* Aim of the exercise: Quote every one of the entries below line for line, changing nothing.

* Dataset rows:
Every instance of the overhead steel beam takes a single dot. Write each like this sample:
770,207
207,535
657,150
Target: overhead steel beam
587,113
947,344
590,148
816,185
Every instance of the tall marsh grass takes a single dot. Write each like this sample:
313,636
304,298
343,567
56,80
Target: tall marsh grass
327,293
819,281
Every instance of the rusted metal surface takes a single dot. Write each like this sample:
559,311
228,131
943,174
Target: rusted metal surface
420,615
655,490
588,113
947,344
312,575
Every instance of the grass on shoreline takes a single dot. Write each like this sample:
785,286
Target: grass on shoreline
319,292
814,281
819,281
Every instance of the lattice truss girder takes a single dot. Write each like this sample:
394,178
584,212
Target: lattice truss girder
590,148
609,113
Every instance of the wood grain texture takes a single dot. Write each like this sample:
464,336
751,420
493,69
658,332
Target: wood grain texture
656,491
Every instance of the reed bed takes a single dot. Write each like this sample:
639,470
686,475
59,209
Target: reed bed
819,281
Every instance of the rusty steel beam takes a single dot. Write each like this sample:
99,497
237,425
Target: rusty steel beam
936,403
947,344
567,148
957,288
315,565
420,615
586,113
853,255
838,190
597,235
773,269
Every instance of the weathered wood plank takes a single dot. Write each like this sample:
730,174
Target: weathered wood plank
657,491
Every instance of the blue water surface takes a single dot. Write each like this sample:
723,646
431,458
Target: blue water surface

* Answer for this exercise:
Every instance of the overhead steel beam takes a single dot. Write each like this sample:
770,207
207,535
657,150
Target: overhead steel beam
587,113
947,344
590,148
816,185
Every instance of the tall marsh grass takes a single dot. Write each like this sample:
313,636
304,298
343,567
56,80
Target: tall marsh grass
327,293
819,281
Every instance of the rusted metal surface takes a single dot. Write each like this sample:
559,311
228,131
943,174
Target: rusted metal surface
420,615
655,490
588,113
947,344
312,575
Every instance of the grass on shoreline takes a single dot. Write each like this sample:
785,286
Target: grass on shoreline
319,292
814,281
819,281
Every instance of the lattice truss girder takes a single dot. Write each like this sample:
394,178
584,212
Target: lattice truss girder
590,148
609,113
Every instance of the wood grain texture takes a single dot. Write each like this sample:
464,336
751,420
493,69
658,332
Target: wood grain texture
656,491
Every instance of the reed bed takes a single dot. Write each like this sample:
639,470
686,475
59,209
Target: reed bed
819,281
Every instance of the rusty steel beam takes a single dot. Write each like this sample:
99,497
237,425
Target: rusty steel beam
936,403
947,344
567,148
957,288
315,565
420,615
586,113
853,255
838,190
597,235
773,269
Every instance of the weathered wood plank takes a single dot. Write each like this sample:
730,174
Target: weathered wood plank
657,491
Every instance of the blue water surface takes a single dot. Write each like this sample:
723,646
431,458
Target: blue water surface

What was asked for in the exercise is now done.